Exercise goal: The full listing, returned exactly and free of pictures, is the expected answer.

--

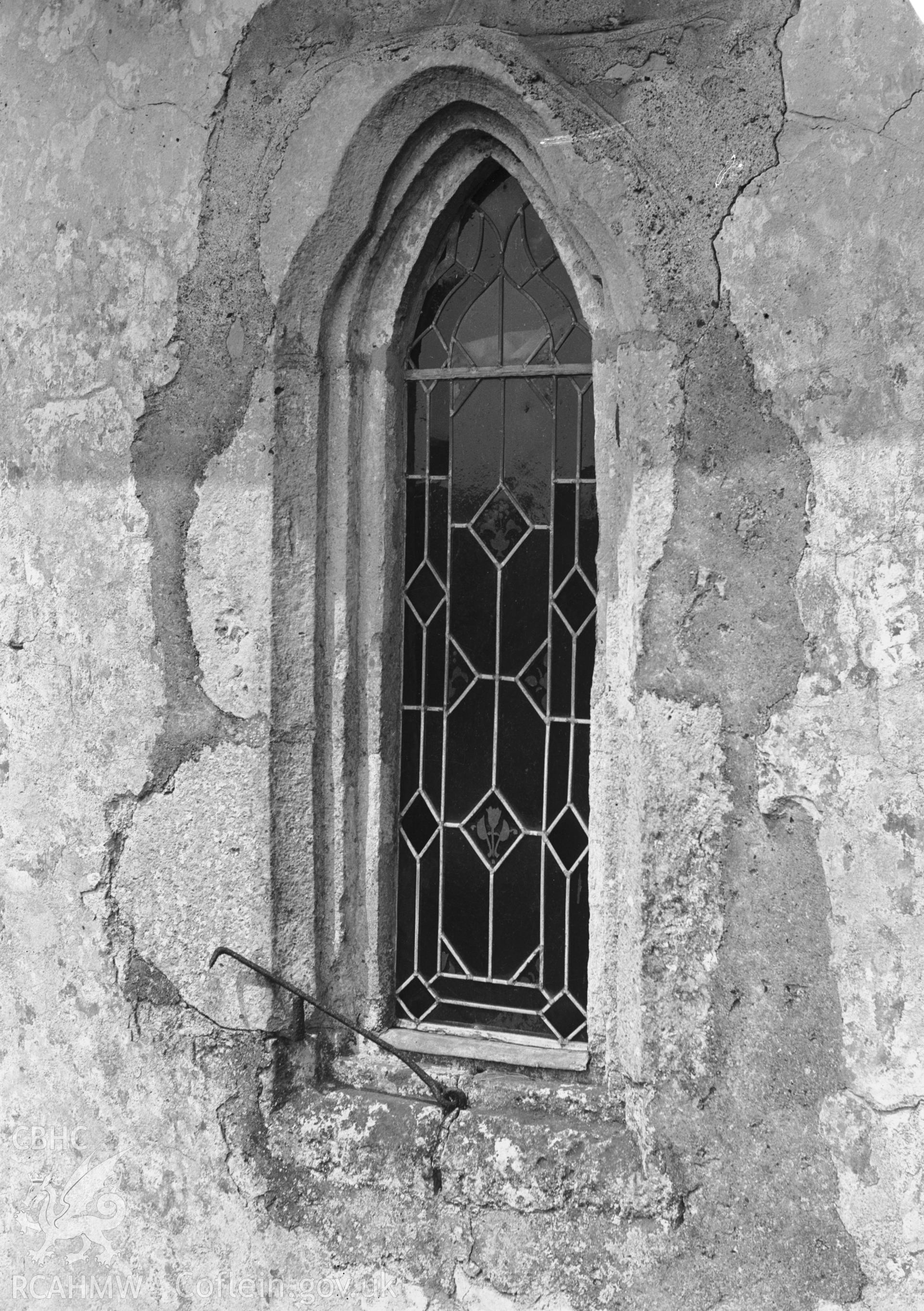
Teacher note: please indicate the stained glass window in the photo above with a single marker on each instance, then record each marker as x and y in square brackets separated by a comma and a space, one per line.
[500, 605]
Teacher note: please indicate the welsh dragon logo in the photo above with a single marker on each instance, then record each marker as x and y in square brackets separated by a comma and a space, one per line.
[68, 1219]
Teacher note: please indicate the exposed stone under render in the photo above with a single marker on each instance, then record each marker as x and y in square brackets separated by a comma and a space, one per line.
[213, 213]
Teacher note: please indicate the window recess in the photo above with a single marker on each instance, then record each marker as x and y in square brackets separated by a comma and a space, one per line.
[500, 608]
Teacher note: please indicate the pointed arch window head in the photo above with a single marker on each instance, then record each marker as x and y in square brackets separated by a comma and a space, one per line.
[500, 294]
[500, 608]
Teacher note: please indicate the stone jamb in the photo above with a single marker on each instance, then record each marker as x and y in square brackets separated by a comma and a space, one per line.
[337, 528]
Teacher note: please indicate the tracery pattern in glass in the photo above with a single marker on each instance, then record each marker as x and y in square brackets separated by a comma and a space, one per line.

--

Worked solution:
Teacher note: please indicate the stained glass window in the photo above with a single marker on each instance, then record each marker as x and y in square brackets separated by a comma and a space, one per line.
[500, 605]
Teacher note: please indicate the welsh dragon logo in the photo above with a single marker on each instance, then record each marker as x and y in square brackets separated by a comma and a space, one per line.
[68, 1219]
Teacher note: please indicate the exposed stone under render in the photo above with a single marker on each instance, then record each marker as x and y in square brackets separated by a comma and a space, one per line.
[213, 213]
Teacher note: please indicate the window recess in the photo above with a single marker on each instance, then record each marker as x and y in square brackets separated by a comma and a space, one per line.
[500, 608]
Teacher note: please indicate the pointed arch window head in the photo above with a single marker on each instance, then record each marker as x and y in square brackets separated by a comma and a space, one per line.
[500, 294]
[500, 608]
Teacher note: please indicate the stone jamb in the photo above with a single marker on each instance, then record each marker as x and y in square brackets separated by a comma and a space, one per line.
[337, 528]
Teacher note: please indicate the tracery pattern in glass in the photo above with a single marker on each instance, then record each marker as x and y in square brackets separated by a comma and a space, one per line.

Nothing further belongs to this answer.